** WHAT YOU NEED TO DO **
Write out the records again, exactly, leaving none out.

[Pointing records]

• • • • •

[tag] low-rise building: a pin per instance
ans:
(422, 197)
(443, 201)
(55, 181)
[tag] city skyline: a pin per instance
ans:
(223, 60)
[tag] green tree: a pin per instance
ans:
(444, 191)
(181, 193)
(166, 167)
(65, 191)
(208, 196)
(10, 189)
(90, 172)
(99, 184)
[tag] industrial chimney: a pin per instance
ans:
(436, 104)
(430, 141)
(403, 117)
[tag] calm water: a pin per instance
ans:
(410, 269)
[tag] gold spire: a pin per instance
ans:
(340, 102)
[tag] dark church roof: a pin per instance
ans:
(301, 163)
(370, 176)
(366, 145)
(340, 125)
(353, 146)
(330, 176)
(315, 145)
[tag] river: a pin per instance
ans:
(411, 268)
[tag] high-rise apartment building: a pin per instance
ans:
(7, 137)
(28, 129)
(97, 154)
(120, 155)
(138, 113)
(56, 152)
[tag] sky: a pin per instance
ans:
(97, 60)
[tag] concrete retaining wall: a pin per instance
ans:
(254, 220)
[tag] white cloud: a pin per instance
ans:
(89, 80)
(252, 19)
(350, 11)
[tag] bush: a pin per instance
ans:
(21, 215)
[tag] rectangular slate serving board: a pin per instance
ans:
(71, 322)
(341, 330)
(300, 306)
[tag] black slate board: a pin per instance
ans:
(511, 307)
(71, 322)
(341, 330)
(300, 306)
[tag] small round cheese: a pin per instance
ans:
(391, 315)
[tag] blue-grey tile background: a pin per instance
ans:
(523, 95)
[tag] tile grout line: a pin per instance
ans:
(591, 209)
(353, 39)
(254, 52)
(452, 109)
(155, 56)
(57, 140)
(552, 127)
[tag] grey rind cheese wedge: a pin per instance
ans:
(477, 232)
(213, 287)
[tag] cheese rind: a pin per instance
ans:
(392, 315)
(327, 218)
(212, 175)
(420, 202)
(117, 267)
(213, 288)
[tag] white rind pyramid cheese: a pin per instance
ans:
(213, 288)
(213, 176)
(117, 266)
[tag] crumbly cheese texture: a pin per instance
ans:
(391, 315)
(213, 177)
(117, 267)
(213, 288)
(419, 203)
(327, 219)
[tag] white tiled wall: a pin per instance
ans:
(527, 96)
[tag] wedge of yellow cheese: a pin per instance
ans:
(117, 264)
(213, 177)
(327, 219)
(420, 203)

• • • • •

** SOLUTION TO THIS EXERCISE **
[tag] low-rise building: a pin per instance
ans:
(422, 197)
(443, 201)
(55, 181)
[tag] city skyline: a pin per instance
ans:
(223, 60)
[tag] green tree: a pin per instance
ans:
(444, 191)
(181, 193)
(166, 167)
(65, 191)
(208, 196)
(10, 189)
(90, 172)
(99, 184)
[tag] industrial chimney: a pin per instance
ans:
(436, 104)
(430, 141)
(403, 117)
[tag] calm water: a pin per instance
ans:
(410, 269)
[tag] gold spire: a pin per instance
ans:
(340, 102)
[tag] dark church roof: a pin per instance
ans:
(301, 163)
(370, 176)
(366, 145)
(340, 125)
(353, 146)
(330, 176)
(315, 145)
[tag] river: a pin per instance
ans:
(411, 268)
[tag] high-rise apartment building: a pin per instance
ans:
(7, 137)
(28, 129)
(97, 154)
(120, 155)
(138, 113)
(56, 152)
[tag] sky: a pin per instance
ans:
(97, 60)
[tag] concrete retaining wall: a pin per instance
ans:
(254, 220)
[tag] white cloud: a pin per instance
ans:
(89, 80)
(252, 19)
(350, 11)
[tag] bush: a pin per instance
ans:
(21, 215)
[tag] rectangular slate serving board: a pin per instance
ans:
(71, 322)
(341, 330)
(300, 306)
[tag] black slate board: a pin per instance
ans:
(511, 307)
(71, 322)
(341, 330)
(300, 306)
[tag] small round cheese: a pin per instance
ans:
(391, 315)
[tag] blue-grey tile background: a pin per instance
ans:
(523, 95)
[tag] tile grout line: a pin per instance
ans:
(591, 209)
(353, 39)
(254, 52)
(452, 109)
(155, 56)
(57, 140)
(552, 127)
[tag] grey rind cheese wedge: a pin per instance
ans:
(477, 232)
(213, 287)
[tag] cheese rind: a pin per instance
ans:
(392, 315)
(327, 218)
(212, 175)
(420, 202)
(117, 267)
(213, 288)
[tag] white rind pyramid cheese: a pin per instance
ans:
(213, 288)
(213, 176)
(117, 266)
[tag] crumbly cheese texture: a pin per instance
ans:
(391, 315)
(213, 177)
(117, 267)
(213, 288)
(419, 203)
(327, 219)
[tag] white tiled wall: a pin per instance
ans:
(527, 96)
[tag] wedge of yellow cheese: a pin per instance
ans:
(117, 264)
(213, 177)
(327, 219)
(420, 203)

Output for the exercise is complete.